*Directives:*
(A) According to the Django Unchained review, why was the writer astonished at the bravery of the casting for the villain's role?
(B) Return the passage of the Django Unchained review from "A reel surprising" up to and including "evil plantation owner.", keeping its words unchanged.

*Given text:*
#####

A reel surprising role reversal…
In 1858, a freeman Django and bounty hunter track down Django’s wife finding out she’s the property of an evil plantation owner.
DJANGO UNCHAINED – Official International Trailer, Sony Pictures Entertainment and pictures by Columbia Pictures
And now to Django Unchained (2012), a Quentin Tarantino homage to spaghetti westerns. This with one helluva fantastic soundtrack and an absolute cad of a villain played to moustache-twirling heights. I was astonished at the bravery of this casting for the two supporting roles in this film, as this character was played by a Realweegiemidget favourite. He’s a film leading man not normally associated with scoundrel type roles, Leonardo DiCaprio.
In a similar twist of roles, I was surprised to see an actor I associate with bad guys, as a more lovable character. Notable evil examples being his equally charismatic roles as Blofeld in the last James Bond offering, Spectre (2013) and Col. Hans Landa in Inglorious Basterds (2012). This actor being Christoph Waltz, he of the Austrian accent whose charming, dulcet tones could sell chocolate to a confirmed dieter.
But for me – and not just as I have a major soft spot for DiCaprio – DiCaprio’s Southern-accented, moustache and goatee sporting, evil plantation owner stood out despite the fact Waltz literally waltzed away with the Best Supporting Actor Award at the Oscars.
The opening blood-red credits, in a font reminiscent of many a Western movie, sets the scene for this movie. This film was written and directed by Quentin Tarantino. The film starts in Texas in 1858, shows some black slaves shackled together by the ankles as they are driven like cattle by the Speck brothers. One night they meet a charming, polite and charismatic German, introducing himself as a one time dentist, Dr King Schultz (Christoph Waltz).
Schultz wants to buy a slave by the name of Django to assist him to find the Brittle brothers. Django (Jamie Foxx) identifies himself, and as Schultz negotiates to buy him, he seems quite a reasonable kinda guy. After agreeing on a transaction, things turn ugly and Schultz shoots one brother and wounds the other. Letting the other slaves free, this humanitarian German exits with Django.
The pair hit Tennessee, where Django’s black skin and apparently equal status to Schultz horrify the townspeople. As the pair enter a public house, the owner runs to get the sheriff to remove Django from the premises. Schultz talks with Django revealing his true vocation as a bounty hunter, and we learn his motives and plan as he outlines them to Django, who he sees as his equal.

#####

(Object pointing dataset rows)
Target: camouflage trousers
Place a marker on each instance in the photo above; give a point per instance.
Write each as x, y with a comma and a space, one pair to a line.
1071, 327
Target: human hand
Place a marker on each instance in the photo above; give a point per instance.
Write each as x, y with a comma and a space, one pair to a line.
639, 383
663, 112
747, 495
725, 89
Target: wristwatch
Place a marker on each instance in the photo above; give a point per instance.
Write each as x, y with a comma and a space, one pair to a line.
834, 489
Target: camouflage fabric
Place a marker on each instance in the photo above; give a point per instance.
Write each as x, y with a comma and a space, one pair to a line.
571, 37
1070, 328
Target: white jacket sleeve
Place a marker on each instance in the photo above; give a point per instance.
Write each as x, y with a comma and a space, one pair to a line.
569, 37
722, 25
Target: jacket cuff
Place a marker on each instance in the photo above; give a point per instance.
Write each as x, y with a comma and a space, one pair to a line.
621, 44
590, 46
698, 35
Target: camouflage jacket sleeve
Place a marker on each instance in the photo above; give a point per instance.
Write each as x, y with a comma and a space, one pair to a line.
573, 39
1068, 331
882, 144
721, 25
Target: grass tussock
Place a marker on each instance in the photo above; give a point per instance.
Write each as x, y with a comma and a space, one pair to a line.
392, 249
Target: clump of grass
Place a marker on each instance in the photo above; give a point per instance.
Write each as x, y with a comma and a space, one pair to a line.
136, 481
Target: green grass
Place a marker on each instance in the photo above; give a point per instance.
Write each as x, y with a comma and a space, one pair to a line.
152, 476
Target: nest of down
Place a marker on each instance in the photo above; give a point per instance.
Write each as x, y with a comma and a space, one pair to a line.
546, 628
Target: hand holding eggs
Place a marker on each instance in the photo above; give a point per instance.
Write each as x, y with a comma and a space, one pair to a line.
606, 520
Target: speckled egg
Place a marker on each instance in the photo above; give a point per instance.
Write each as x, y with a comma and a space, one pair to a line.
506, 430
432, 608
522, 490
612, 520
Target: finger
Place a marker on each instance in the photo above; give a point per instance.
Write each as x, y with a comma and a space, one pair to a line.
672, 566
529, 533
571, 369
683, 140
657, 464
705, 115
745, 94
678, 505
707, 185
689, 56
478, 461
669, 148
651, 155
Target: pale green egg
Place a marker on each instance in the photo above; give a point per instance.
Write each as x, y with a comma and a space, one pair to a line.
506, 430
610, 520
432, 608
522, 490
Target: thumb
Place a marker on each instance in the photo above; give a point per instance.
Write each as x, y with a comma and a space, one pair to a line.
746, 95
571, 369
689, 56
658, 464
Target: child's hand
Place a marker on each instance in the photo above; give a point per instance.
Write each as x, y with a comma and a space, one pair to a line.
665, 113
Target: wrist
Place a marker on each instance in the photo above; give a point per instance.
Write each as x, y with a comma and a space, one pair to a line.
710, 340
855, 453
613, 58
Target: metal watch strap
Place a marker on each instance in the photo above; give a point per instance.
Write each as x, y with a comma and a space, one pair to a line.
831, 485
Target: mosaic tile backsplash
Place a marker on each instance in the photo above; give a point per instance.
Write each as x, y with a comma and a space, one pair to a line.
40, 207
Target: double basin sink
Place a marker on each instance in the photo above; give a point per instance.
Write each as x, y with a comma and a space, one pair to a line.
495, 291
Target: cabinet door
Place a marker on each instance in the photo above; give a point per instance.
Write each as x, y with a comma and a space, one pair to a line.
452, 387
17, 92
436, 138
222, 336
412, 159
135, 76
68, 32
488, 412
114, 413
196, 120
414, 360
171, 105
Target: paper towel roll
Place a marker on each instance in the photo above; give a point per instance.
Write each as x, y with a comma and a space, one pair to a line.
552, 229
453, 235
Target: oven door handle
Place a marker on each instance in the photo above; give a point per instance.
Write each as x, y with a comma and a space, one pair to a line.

#####

*Written answers:*
(A) The villain was played by Leonardo DiCaprio, a film leading man who is not normally associated with scoundrel roles. Casting him as an evil plantation owner went against the kind of part he usually plays.

(B)
A reel surprising role reversal…
In 1858, a freeman Django and bounty hunter track down Django’s wife finding out she’s the property of an evil plantation owner.